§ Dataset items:

=====

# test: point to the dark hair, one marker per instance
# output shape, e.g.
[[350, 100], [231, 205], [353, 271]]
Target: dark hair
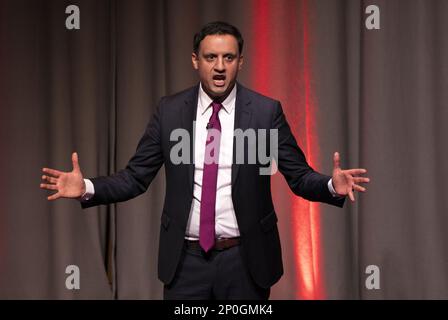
[[217, 27]]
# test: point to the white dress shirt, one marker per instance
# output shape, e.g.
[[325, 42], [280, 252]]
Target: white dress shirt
[[226, 225]]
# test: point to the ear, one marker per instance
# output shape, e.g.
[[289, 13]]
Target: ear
[[240, 62], [195, 60]]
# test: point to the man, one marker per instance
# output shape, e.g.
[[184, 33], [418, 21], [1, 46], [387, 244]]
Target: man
[[218, 234]]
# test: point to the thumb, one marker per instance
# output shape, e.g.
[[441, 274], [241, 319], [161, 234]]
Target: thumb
[[336, 161], [75, 162]]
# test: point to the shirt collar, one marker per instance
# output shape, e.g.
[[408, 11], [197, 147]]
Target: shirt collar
[[205, 101]]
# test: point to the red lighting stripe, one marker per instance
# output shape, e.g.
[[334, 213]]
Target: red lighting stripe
[[281, 68]]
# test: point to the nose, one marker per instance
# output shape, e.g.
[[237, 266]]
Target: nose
[[219, 65]]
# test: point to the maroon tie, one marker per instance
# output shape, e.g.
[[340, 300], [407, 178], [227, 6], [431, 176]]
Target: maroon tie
[[209, 180]]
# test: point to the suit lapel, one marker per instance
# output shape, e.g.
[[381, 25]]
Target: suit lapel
[[188, 116], [243, 114]]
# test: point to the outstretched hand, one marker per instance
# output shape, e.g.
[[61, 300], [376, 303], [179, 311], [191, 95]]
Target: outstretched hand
[[67, 184], [346, 182]]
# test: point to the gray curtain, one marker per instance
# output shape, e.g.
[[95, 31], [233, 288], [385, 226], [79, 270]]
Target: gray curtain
[[380, 97]]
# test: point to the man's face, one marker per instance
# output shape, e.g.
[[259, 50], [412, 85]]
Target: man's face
[[218, 62]]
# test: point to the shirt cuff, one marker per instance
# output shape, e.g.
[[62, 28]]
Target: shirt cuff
[[330, 188], [90, 191]]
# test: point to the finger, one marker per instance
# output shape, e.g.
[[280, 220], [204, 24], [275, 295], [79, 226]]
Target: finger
[[351, 195], [48, 186], [49, 179], [355, 172], [54, 196], [361, 180], [336, 160], [75, 161], [53, 172], [359, 188]]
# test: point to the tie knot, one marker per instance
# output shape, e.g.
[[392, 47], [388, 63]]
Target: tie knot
[[216, 107]]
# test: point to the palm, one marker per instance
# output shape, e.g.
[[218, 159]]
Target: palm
[[345, 182], [67, 184]]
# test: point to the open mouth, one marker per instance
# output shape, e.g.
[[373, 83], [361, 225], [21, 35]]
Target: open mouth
[[219, 80]]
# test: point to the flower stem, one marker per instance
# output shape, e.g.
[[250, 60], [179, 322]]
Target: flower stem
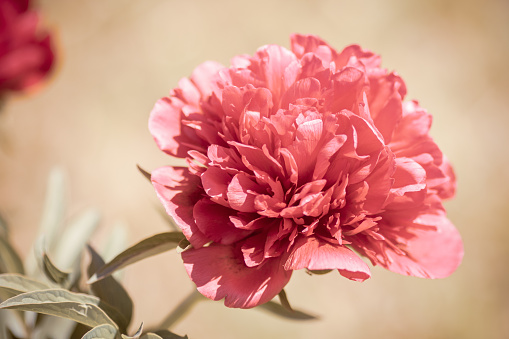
[[181, 310]]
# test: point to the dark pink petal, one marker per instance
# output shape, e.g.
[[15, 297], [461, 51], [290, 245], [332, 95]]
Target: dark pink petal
[[219, 272], [213, 220], [179, 191], [215, 182], [242, 193], [408, 177], [315, 254]]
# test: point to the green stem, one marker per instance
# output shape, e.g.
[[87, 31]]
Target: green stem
[[181, 310]]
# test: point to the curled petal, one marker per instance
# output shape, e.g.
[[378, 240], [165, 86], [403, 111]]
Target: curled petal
[[429, 253], [219, 272], [315, 254], [179, 191]]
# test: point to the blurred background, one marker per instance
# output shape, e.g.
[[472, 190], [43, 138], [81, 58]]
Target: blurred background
[[116, 58]]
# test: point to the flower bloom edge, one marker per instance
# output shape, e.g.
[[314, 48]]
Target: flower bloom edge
[[26, 55], [299, 159]]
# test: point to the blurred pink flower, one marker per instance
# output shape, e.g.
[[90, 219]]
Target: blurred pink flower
[[297, 158], [25, 51]]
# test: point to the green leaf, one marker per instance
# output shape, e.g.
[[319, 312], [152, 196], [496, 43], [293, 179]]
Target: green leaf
[[281, 311], [105, 331], [15, 284], [154, 245], [53, 273], [110, 291], [136, 335], [78, 307], [11, 262], [12, 322]]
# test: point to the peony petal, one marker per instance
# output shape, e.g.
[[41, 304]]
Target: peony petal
[[213, 220], [219, 272], [315, 254], [430, 253], [241, 195], [179, 191]]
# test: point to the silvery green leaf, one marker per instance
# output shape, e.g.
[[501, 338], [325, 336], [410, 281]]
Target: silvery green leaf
[[154, 245], [281, 311], [136, 335], [78, 307], [11, 262], [53, 273], [102, 332], [12, 321], [16, 284], [53, 327], [74, 237], [110, 291]]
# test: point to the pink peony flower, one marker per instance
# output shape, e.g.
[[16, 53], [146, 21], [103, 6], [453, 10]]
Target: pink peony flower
[[25, 52], [296, 160]]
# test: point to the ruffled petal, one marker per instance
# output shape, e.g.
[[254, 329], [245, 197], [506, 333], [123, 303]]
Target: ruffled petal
[[179, 191], [430, 253], [213, 220], [315, 254], [219, 272]]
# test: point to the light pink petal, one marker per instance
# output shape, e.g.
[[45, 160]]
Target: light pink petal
[[273, 62], [408, 177], [302, 44], [219, 272], [179, 191], [315, 254], [241, 193], [215, 183], [429, 254]]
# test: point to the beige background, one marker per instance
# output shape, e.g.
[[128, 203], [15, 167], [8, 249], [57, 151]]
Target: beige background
[[116, 58]]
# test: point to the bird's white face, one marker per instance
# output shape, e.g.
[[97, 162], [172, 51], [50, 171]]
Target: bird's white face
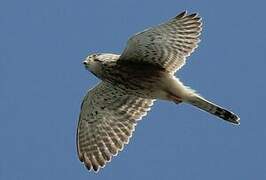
[[93, 63]]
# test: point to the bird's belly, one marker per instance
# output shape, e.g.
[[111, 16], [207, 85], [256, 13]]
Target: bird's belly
[[142, 84]]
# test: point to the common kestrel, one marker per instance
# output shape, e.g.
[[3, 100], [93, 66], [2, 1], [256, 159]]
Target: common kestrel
[[131, 82]]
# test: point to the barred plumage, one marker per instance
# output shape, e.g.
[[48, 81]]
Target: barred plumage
[[130, 84]]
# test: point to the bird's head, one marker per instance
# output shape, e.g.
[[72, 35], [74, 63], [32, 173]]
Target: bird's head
[[93, 63], [96, 63]]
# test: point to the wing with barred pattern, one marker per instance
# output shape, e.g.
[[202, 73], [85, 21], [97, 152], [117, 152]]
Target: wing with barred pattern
[[107, 119], [167, 44]]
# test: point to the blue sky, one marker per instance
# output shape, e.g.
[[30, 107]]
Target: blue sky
[[42, 83]]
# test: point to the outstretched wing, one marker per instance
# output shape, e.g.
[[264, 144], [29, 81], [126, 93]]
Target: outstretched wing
[[166, 45], [107, 120]]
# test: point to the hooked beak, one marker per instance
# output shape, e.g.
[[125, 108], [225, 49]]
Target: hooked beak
[[85, 62]]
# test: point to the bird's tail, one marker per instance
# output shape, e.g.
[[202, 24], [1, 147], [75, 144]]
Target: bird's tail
[[214, 109]]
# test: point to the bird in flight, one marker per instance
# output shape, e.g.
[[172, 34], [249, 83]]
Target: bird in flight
[[132, 81]]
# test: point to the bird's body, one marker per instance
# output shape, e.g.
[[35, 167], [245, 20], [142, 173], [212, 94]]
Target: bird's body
[[140, 79], [131, 82]]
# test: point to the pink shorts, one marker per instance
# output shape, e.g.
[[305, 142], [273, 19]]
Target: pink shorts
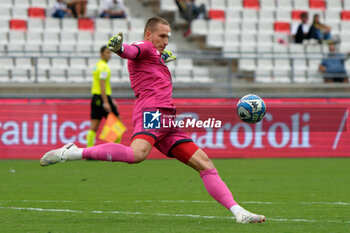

=====

§ Work required:
An exact copy of the lines above, from the one containing "[[259, 50], [412, 85]]" down to the one containing "[[280, 220], [204, 24], [275, 295], [79, 226]]" and including both, is the whole answer; retype it and nothing else.

§ Answer below:
[[259, 50], [412, 85]]
Target: man's face
[[218, 62]]
# test: point to the shirt cuff, one marker per instance
# output shape, e.g.
[[62, 28]]
Target: shirt cuff
[[330, 188], [90, 191]]
# test: point to the finger, one marker per instance
# output shape, e.g.
[[280, 220], [204, 24], [275, 295], [79, 226]]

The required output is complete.